- **PROBLEM STATEMENT**
At the line containing "point | for", begin retyping, and stop after the last line of the data; add nothing.

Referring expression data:
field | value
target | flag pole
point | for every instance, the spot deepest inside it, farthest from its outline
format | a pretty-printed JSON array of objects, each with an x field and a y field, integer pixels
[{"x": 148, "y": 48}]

- **SOLVED PROBLEM**
point | for every instance, the spot deepest inside it, farthest from its outline
format | a pretty-printed JSON array of objects, each with an x field and a y field, integer pixels
[{"x": 148, "y": 48}]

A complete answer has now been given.